▸ **Text to read**:
= = =

# Impatient



## g-scared (Aug 11, 2009)

i'm not sure what to do... 

i like somebody now. we talk all of the time, and i'm pretty sure he likes me back, but the only problem is that it feels like i hardly ever see him. the truth is that it has only been a week and a half, and well i'm having two coffees with him today, but still the time seems to stretch forever. i know its just my perception of time, its just in my head, but unfortunately it upsets me. 

its stupid to get attached so early i know. this is the reason its sooo much easier to be single. whenever i start liking somebody i feel like i loose all of my strength. and when i start to care, i can't sleep or eat. its like torture. 

i should probably just try to keep my mind off of it. 
any advice?

thanks,
g


----------



## Jazzey (Aug 11, 2009)

Hi G,

I know it's scary. But relationships always entail a certain amount of risk - take it.  It sounds as if you both like each other.  There's nothing to lose here.

As far as getting attached too quickly goes, I agree with you.  Take your time, get to know him, enjoy that part of it - it's the best part.

= = =

▸ **Short exercise A**: Retype the stretch of the forum thread from "i like somebody" through "it upsets me.", keeping every word and mark the same.
The forum thread and the records have no connection to each other.

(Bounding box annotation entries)
= = =

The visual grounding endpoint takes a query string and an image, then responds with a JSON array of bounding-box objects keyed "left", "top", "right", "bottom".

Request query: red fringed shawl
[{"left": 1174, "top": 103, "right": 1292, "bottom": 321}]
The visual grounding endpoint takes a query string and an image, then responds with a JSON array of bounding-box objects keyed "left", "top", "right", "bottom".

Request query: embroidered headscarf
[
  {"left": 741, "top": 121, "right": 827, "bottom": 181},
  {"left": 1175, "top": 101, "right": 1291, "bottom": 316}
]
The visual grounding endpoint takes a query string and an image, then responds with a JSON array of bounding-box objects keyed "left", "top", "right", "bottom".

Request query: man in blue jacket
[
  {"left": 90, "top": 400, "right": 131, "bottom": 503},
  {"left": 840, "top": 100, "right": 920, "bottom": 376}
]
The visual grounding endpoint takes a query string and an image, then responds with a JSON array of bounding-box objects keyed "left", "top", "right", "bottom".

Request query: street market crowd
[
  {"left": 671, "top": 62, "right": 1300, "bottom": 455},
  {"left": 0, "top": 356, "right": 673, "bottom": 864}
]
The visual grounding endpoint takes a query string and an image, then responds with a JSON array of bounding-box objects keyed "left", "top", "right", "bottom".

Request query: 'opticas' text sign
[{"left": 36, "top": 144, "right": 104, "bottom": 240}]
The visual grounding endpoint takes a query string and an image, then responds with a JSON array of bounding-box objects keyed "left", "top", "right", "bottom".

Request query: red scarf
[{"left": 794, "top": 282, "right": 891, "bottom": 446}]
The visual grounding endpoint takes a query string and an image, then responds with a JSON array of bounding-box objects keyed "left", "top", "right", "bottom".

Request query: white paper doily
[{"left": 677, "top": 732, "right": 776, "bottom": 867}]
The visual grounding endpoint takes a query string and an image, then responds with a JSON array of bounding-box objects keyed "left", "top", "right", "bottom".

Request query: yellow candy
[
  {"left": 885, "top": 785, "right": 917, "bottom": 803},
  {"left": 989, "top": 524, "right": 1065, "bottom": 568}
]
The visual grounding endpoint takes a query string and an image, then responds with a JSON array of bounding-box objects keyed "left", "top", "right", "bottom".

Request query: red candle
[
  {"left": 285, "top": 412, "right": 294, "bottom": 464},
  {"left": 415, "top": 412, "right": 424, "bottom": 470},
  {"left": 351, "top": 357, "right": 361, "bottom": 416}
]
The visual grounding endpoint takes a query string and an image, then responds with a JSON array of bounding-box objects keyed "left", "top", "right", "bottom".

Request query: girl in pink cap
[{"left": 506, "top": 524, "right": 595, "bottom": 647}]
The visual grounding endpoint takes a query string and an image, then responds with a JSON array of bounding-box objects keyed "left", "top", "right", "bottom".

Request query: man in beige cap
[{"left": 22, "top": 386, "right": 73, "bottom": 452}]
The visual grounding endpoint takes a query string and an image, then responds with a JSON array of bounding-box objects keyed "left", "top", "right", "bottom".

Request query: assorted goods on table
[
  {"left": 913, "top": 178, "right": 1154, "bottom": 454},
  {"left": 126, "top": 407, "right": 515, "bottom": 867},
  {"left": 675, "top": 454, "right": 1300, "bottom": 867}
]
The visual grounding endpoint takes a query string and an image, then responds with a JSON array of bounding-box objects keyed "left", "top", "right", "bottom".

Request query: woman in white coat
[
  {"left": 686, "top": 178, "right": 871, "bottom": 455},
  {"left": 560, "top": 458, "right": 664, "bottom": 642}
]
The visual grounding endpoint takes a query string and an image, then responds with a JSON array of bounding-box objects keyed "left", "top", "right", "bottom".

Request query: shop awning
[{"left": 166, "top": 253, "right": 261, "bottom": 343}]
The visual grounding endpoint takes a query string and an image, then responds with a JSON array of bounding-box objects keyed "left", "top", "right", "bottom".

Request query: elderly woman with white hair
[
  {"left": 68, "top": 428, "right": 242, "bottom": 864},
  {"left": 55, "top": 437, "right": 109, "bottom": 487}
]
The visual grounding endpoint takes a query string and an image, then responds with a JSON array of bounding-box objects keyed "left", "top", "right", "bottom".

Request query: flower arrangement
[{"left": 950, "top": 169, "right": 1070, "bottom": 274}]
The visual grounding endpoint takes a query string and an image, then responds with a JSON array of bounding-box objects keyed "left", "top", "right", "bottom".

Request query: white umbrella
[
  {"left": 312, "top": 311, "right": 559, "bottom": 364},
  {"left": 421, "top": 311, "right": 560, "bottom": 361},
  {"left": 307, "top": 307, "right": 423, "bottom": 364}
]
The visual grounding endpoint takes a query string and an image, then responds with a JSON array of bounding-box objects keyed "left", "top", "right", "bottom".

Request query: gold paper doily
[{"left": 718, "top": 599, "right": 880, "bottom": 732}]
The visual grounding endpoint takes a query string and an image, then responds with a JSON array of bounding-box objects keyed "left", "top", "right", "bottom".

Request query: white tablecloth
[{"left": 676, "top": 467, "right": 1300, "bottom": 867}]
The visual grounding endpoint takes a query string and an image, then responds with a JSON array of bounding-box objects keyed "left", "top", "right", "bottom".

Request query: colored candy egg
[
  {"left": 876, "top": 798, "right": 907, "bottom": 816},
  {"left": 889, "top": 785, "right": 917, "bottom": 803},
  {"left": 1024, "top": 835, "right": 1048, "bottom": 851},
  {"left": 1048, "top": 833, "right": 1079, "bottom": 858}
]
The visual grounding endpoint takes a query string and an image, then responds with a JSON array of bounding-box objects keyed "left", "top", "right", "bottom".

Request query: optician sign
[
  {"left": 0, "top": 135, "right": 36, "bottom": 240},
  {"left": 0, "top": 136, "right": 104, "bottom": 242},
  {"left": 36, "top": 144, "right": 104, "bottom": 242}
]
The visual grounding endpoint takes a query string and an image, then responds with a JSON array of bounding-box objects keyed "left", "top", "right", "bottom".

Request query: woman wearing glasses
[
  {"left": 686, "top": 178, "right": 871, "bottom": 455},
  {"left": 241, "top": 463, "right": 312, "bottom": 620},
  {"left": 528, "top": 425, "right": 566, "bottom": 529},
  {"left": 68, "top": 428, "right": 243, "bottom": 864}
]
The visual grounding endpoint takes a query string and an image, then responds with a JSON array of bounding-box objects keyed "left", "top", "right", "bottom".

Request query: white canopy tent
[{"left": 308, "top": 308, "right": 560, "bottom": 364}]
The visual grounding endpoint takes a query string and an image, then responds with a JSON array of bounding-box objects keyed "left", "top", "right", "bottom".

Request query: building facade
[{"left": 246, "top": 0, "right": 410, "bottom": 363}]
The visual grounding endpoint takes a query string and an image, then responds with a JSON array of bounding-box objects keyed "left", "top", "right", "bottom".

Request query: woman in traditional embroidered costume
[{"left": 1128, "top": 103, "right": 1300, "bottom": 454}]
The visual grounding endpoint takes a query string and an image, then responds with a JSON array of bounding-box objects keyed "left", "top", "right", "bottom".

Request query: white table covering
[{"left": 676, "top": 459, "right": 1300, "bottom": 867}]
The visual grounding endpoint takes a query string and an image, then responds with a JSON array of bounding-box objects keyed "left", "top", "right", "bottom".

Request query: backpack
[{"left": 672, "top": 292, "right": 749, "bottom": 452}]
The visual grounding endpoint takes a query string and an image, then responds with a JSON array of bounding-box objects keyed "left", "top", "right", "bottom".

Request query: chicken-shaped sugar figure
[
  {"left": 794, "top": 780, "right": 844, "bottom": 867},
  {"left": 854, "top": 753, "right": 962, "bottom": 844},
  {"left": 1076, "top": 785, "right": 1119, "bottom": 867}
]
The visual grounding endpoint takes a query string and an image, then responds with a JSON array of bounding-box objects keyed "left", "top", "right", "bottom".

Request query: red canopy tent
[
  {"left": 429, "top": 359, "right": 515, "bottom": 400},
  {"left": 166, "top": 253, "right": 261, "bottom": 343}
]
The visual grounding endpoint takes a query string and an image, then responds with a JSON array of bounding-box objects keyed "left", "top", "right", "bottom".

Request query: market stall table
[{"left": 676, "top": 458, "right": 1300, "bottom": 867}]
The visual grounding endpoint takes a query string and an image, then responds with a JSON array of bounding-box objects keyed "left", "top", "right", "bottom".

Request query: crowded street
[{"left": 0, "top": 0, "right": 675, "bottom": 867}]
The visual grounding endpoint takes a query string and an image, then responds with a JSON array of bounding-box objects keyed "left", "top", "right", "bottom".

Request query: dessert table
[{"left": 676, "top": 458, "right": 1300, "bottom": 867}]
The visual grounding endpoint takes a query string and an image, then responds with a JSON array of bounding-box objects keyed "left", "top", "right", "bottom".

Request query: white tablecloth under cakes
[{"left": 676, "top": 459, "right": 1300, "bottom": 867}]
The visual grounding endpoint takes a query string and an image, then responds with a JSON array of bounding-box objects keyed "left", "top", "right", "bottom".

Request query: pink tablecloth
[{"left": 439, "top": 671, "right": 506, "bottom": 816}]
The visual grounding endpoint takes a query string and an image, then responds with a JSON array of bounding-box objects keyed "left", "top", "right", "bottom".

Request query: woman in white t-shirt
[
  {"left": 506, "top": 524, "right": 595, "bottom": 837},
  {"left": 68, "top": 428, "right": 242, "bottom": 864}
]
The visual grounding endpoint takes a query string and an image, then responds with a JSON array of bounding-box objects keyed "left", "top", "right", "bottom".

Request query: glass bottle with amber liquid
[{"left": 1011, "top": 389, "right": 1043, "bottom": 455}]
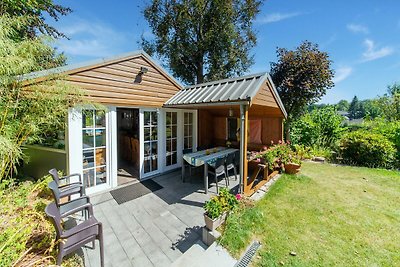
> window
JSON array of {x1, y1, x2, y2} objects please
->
[
  {"x1": 82, "y1": 109, "x2": 107, "y2": 187},
  {"x1": 227, "y1": 118, "x2": 239, "y2": 141},
  {"x1": 165, "y1": 112, "x2": 178, "y2": 166},
  {"x1": 183, "y1": 112, "x2": 193, "y2": 149}
]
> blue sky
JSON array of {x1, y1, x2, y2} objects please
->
[{"x1": 49, "y1": 0, "x2": 400, "y2": 103}]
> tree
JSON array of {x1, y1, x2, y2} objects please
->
[
  {"x1": 349, "y1": 96, "x2": 361, "y2": 119},
  {"x1": 142, "y1": 0, "x2": 261, "y2": 84},
  {"x1": 0, "y1": 16, "x2": 80, "y2": 181},
  {"x1": 270, "y1": 41, "x2": 334, "y2": 139},
  {"x1": 0, "y1": 0, "x2": 72, "y2": 38}
]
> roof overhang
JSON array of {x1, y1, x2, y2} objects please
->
[{"x1": 163, "y1": 72, "x2": 287, "y2": 118}]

= = =

▸ **Short exercise B**: Pull out each line of the records that contains the string "canopy", and treat uppercase and lowercase as different.

▸ **Full output A**:
i like somebody now. we talk all of the time, and i'm pretty sure he likes me back, but the only problem is that it feels like i hardly ever see him. the truth is that it has only been a week and a half, and well i'm having two coffees with him today, but still the time seems to stretch forever. i know its just my perception of time, its just in my head, but unfortunately it upsets me.

▸ **Full output B**:
Request query: white canopy tent
Request query: red canopy tent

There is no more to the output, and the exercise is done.